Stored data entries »
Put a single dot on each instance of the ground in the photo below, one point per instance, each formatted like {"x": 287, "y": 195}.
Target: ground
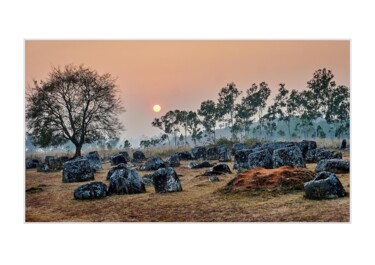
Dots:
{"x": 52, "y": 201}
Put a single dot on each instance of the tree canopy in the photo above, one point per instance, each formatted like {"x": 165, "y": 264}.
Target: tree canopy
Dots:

...

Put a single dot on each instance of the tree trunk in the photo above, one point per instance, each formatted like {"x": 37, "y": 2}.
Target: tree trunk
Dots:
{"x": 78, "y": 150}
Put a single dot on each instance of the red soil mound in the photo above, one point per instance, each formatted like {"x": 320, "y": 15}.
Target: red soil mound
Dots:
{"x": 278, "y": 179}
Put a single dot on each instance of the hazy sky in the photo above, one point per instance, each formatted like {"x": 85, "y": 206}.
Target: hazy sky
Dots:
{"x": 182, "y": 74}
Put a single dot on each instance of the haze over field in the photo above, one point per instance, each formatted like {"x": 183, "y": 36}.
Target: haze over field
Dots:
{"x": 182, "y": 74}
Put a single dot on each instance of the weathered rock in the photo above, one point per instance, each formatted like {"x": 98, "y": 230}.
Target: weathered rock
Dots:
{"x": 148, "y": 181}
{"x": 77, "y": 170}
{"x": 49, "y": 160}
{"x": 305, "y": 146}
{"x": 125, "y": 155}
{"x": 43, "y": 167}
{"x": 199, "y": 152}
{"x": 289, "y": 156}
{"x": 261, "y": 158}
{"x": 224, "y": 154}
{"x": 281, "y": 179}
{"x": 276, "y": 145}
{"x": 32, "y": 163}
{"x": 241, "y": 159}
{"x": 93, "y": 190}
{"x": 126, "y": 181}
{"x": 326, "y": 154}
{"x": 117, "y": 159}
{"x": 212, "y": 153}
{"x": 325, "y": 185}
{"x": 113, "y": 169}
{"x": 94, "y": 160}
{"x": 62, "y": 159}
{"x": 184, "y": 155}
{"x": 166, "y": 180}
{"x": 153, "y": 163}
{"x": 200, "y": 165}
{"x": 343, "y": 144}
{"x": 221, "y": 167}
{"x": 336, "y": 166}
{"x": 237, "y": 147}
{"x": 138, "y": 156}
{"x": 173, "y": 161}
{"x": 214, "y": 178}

* * *

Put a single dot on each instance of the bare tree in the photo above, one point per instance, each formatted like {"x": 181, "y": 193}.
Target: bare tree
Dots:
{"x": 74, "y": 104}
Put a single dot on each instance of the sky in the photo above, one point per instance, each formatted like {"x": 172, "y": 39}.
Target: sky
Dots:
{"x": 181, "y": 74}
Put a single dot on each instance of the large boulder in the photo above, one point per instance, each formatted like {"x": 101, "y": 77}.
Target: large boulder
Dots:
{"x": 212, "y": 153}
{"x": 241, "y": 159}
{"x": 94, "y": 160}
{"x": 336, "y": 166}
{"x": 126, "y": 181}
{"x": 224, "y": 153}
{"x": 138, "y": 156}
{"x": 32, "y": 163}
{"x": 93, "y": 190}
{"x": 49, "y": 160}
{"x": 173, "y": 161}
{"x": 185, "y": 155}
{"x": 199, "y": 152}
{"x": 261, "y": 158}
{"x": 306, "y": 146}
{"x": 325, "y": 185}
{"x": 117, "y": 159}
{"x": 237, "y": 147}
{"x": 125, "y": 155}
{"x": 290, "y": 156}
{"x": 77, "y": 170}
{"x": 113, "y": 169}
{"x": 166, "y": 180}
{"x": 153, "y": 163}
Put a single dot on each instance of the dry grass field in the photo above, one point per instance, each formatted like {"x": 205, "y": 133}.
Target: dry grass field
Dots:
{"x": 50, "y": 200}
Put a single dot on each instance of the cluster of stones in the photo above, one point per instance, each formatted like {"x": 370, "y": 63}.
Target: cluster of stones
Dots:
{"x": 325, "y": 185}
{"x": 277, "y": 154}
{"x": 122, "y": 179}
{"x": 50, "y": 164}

Action item » Given the word "single", show every line of the records that contains it.

Expected answer »
Put a single dot on each instance of the ground in the photo below, one point per instance, each formatted like {"x": 287, "y": 195}.
Put a single dot on each instance of the tree canopy in the photo above, one point per instance, each formatted like {"x": 165, "y": 264}.
Put a single dot on each instance of the tree trunk in the photo above, one point per instance, each formatted like {"x": 37, "y": 2}.
Put a single dot on each instance of the red soil mound in the photo above, one point per instance, each formatted like {"x": 320, "y": 15}.
Put a single dot on each instance of the hazy sky in the photo above, one point per instance, each formatted like {"x": 85, "y": 206}.
Put a single dot on each instance of the haze over field in the photo above, one point per instance, each formatted like {"x": 183, "y": 36}.
Put a single dot on each instance of the weathered rock in the photo above, one point per instance, each formatted like {"x": 98, "y": 230}.
Put a single dot on each instance of the bare tree in the photo above, one point per instance, each formatted like {"x": 181, "y": 193}.
Put a single dot on each instance of the sky in the photo above, one point per instance, each formatted like {"x": 172, "y": 39}.
Put a single dot on each instance of the large boulder in the photo above, one point per instance, each formatted like {"x": 101, "y": 77}.
Put a single dot on each instance of the dry grass field in the photo above, one point per instance, each formatted like {"x": 205, "y": 133}.
Put a single dot on each instance of the cluster of stones in the photo above, one point per instance, each formatted like {"x": 370, "y": 63}.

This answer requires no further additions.